## WHAT THE TASK ASKS
Pick up the comment thread on data protection and breach reporting from where it stops and carry it further.

## SELECTION
- - -

The good news for European citizens is that global organizations are accountable for safeguarding their data. The good news for global citizens is that European organizations are accountable for protecting their data too.

The gap? Non EU custodians of non EU citizens' personal data.

That's a big gap!

We need a Global Data Protection Accord.

Do you really think China and/or Russia would ever get in line with something like that, given that they're responsible for (or at least turning a blind eye to, in the cases where it's not government-sanctioned) almost all of this crap?
given that they're responsible for almost all of this crap

Where'd you get that impression? Almost all data public data breaches concern Western companies and Western hackers. And people have been warnings against the lax security standards and worse coding practices for decades.

Your trying to shift the blame to the russkies is just another example of denialism.

I see millions of hack attempts coming from Russia and China every day even on sites that see a tenth of that traffic, and have to deflect them constantly. Who do you work for?
A potential downside to "entirely results-based" enforcement is that companies now have a negative incentive to monitor for and report data breaches.

Why install an intrusion detection system if it could potentially cost the company millions when it triggers? Better just to not know that data was exfiltrated. You don't even have to cover anything up if you never learn there was a problem to begin with.

Twelve months ago I'd have called that a solved problem - c.f. entities like the EPA, OSHA, or NHTSA that conduct results-based inspections and investigations ("how much crap is actually in the water coming out of your pipes?", "was this injury/crash/accident a result of a violation") and come down on violators like a ton of bricks - but the suicide party is doing an excellent job of sabotaging our civilization's guardrails and sawing away at its fall-arrest lines.
Yes and hiding a leak should also be more severely punished.
In the Netherlands we've had a err, meldplicht / reporting obligation for data leaks for a while now. We also have laws about how user data should be protected, and an agency actively checking whether businesses uphold said laws.

It's not complicated for government rulings; the law just states what information is considered private (and this doesn't change too often), and make it obligatory to protect it. Which it already is I'm sure.

- - -

## EXTRACTED DATA
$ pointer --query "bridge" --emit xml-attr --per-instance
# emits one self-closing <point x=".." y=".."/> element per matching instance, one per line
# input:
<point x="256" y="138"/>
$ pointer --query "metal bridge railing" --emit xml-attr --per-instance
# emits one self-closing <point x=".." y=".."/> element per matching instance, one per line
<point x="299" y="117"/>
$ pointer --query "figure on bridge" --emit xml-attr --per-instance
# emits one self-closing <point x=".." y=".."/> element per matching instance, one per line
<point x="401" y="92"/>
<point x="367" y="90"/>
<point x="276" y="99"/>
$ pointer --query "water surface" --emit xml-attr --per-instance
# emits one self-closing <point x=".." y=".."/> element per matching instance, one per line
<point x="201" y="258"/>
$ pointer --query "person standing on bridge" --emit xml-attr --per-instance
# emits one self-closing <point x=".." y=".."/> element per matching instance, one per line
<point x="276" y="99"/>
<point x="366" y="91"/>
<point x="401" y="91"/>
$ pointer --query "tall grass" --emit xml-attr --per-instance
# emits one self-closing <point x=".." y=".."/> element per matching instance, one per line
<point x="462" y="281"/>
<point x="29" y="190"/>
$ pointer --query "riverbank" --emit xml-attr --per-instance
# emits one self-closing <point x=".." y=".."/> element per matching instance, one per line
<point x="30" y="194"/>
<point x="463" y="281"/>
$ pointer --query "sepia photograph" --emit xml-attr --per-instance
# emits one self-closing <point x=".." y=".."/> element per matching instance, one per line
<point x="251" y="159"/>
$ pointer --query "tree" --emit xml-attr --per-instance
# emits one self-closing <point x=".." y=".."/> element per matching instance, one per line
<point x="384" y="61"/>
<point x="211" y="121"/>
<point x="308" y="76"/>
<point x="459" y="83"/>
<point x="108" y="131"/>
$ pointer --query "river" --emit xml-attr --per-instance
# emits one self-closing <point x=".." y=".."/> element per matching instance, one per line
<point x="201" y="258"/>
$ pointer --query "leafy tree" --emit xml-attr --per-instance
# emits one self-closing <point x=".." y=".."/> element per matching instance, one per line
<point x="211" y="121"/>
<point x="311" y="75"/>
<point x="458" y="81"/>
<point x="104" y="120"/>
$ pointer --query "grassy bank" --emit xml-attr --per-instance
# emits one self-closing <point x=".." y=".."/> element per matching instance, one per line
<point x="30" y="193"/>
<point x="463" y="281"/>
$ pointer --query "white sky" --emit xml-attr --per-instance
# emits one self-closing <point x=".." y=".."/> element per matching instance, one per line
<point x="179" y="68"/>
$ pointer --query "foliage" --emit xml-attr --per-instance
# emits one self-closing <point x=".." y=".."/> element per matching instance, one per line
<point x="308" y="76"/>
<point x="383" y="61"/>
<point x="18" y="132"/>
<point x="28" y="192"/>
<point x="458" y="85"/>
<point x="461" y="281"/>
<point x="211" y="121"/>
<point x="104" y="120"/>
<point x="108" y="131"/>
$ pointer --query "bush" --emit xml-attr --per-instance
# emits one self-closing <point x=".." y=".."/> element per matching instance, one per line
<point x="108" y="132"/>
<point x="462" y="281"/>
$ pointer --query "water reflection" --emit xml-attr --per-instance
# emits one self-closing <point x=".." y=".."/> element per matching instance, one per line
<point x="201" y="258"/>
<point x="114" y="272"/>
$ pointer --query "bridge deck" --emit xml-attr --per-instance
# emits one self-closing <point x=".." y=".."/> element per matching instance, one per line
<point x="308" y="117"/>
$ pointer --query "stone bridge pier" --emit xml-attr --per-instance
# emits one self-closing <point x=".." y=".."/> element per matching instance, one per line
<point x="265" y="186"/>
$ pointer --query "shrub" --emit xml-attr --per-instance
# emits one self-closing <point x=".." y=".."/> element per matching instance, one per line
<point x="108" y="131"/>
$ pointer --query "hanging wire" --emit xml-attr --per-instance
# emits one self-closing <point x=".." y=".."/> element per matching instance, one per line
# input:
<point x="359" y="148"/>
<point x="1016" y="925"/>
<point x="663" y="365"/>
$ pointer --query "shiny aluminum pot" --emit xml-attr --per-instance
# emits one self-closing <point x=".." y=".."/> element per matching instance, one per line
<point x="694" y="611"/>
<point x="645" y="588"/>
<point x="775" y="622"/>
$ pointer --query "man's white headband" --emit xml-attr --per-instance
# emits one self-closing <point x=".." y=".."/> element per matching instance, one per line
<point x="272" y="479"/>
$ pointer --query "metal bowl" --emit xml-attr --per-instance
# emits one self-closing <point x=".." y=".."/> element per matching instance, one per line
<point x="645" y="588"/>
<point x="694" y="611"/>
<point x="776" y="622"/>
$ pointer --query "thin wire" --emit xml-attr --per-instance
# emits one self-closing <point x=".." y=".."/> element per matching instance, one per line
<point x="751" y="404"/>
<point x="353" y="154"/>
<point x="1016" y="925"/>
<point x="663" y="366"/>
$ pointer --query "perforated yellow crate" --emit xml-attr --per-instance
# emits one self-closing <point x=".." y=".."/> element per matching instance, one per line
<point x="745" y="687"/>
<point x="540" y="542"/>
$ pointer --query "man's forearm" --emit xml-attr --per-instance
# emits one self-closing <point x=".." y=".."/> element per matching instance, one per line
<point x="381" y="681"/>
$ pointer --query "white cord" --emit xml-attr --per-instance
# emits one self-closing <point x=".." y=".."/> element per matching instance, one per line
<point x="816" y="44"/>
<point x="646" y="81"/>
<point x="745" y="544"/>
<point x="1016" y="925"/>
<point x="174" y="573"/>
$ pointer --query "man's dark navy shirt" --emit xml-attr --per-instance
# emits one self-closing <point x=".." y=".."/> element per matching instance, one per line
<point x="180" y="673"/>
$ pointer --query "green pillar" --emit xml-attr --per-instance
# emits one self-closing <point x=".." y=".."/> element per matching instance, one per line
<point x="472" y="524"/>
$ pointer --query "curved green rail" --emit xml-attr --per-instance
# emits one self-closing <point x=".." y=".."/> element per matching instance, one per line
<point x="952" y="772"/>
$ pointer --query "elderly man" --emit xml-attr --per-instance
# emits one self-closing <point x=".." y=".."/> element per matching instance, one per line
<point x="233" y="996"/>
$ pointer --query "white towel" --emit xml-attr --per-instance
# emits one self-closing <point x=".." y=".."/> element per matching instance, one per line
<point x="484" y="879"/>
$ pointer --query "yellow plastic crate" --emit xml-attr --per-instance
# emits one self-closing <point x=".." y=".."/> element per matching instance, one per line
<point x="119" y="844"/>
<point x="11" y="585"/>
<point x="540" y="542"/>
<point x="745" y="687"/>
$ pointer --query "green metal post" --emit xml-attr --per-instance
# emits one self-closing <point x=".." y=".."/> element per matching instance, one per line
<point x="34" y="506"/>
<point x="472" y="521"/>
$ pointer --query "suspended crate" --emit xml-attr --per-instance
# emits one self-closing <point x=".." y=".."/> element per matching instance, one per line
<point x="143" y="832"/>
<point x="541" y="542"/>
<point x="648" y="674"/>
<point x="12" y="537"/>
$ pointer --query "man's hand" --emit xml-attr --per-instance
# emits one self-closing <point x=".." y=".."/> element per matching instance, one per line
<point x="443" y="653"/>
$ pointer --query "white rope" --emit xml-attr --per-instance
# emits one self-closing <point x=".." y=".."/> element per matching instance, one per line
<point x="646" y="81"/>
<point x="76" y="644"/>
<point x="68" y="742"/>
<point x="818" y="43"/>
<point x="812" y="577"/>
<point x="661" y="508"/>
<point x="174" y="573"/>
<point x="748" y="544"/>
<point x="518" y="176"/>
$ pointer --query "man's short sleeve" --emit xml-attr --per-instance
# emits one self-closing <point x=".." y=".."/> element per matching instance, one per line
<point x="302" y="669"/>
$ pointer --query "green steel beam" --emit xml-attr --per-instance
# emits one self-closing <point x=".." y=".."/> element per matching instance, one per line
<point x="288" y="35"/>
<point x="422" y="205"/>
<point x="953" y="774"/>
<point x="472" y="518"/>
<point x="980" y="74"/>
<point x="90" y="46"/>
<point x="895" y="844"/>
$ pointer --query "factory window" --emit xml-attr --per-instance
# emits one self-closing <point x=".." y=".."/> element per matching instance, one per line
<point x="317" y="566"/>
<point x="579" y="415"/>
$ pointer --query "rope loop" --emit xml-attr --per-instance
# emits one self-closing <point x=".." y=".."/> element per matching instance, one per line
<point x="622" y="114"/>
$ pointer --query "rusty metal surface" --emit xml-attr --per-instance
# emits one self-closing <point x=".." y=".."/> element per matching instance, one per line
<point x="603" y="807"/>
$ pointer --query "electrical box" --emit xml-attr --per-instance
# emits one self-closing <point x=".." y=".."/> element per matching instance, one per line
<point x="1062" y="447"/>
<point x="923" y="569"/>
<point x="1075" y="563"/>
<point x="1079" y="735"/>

- - -

## RESPONSE TO THE TASK
Folks seem to like my "polluting a river" analogy in the parent comment. I thought of a related point.

People have said that if there are consequences for losing customer data, companies will be motivated to cover up their mistakes. Part of the solution there would be "whistleblower" laws similar to what we have for OSHA violations. But another part would be legitimizing white hat hacking.

Suppose my apartment has some hazardous problem, like exposed wires. It's perfectly legal for me to notice that and tell my landlord. I can take pictures for proof, and if necessary I can report it to the government. The landlord will not be allowed to ignore me.

If, however, I notice a glaring security problem on a web site I use, there's no government agency to tell. If I tell the site owners, there's a good chance that they can ignore me or even punish me for noticing.

Now, going along with my "results-based" argument, unlike building codes, we don't want our laws to specify security practices. But if an outsider can demonstrate that they can obtain personally identifiable information from a computer system, the owners of that system should be fined and required to fix it, and the person who found the problem should be legally protected.

Imagine the mess a landlord would be in if somebody died because of a hazardous condition that they'd been notified of six month earlier. Now imagine that web sites were held to the same standard. "You had a massive data breach, and this security researcher has proof of notifying you six months earlier of the vulnerability. You're in big trouble."

I love the polluted river analogy.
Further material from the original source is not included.